(Source data)
----
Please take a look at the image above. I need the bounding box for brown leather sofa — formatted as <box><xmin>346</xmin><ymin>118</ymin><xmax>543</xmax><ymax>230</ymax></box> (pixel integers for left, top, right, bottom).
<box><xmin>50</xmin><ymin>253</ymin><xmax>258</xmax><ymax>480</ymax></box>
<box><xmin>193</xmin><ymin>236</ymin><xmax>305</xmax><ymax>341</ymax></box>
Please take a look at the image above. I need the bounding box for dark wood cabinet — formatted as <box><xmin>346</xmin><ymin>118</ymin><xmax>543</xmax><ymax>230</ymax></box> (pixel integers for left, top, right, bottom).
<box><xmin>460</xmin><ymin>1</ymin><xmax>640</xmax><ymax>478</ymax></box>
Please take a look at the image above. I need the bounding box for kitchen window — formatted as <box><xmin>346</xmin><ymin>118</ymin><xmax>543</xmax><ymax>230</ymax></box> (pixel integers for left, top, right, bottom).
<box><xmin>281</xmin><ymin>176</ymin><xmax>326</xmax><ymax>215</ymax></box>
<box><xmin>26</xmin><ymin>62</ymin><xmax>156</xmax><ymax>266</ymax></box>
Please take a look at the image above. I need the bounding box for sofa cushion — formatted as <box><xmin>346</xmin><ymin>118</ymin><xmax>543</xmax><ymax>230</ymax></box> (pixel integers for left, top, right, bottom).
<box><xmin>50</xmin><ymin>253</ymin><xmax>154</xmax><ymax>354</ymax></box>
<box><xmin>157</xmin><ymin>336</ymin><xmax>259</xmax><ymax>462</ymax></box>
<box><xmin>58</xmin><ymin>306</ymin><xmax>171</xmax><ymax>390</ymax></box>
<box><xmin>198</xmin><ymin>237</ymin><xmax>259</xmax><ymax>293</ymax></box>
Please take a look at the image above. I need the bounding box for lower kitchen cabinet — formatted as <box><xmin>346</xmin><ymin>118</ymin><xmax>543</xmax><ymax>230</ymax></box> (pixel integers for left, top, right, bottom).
----
• [EXERCISE PROMPT]: An acceptable answer repeats every entry exactly, with nothing omitted.

• [EXERCISE RESPONSE]:
Please take a look at the image above. I need the bounding box for brown leather sofa — formatted as <box><xmin>346</xmin><ymin>118</ymin><xmax>543</xmax><ymax>230</ymax></box> (pixel integers for left, top, right, bottom).
<box><xmin>50</xmin><ymin>253</ymin><xmax>258</xmax><ymax>480</ymax></box>
<box><xmin>193</xmin><ymin>236</ymin><xmax>305</xmax><ymax>341</ymax></box>
Please take a look at the image above. I need the bounding box for dark wood cabinet — formatted as <box><xmin>346</xmin><ymin>118</ymin><xmax>543</xmax><ymax>230</ymax></box> (pixel integers for left, top, right, bottom).
<box><xmin>460</xmin><ymin>1</ymin><xmax>640</xmax><ymax>478</ymax></box>
Please take a look at the image above. I need the bounding box for kitchen window — formatted as <box><xmin>346</xmin><ymin>118</ymin><xmax>543</xmax><ymax>230</ymax></box> (pixel integers for left, top, right, bottom).
<box><xmin>281</xmin><ymin>176</ymin><xmax>326</xmax><ymax>215</ymax></box>
<box><xmin>26</xmin><ymin>62</ymin><xmax>156</xmax><ymax>266</ymax></box>
Please take a look at the image above. I need the bounding box for sofa cushion — formatted as <box><xmin>346</xmin><ymin>118</ymin><xmax>543</xmax><ymax>230</ymax></box> (pixel integers for left, top, right, bottom).
<box><xmin>50</xmin><ymin>253</ymin><xmax>154</xmax><ymax>354</ymax></box>
<box><xmin>157</xmin><ymin>336</ymin><xmax>259</xmax><ymax>462</ymax></box>
<box><xmin>58</xmin><ymin>306</ymin><xmax>171</xmax><ymax>390</ymax></box>
<box><xmin>198</xmin><ymin>237</ymin><xmax>259</xmax><ymax>293</ymax></box>
Please take a look at the image above. I need the bounding box for lower kitchen cabinet — formatted as <box><xmin>346</xmin><ymin>118</ymin><xmax>543</xmax><ymax>230</ymax></box> (pixel integers for left, top, right, bottom).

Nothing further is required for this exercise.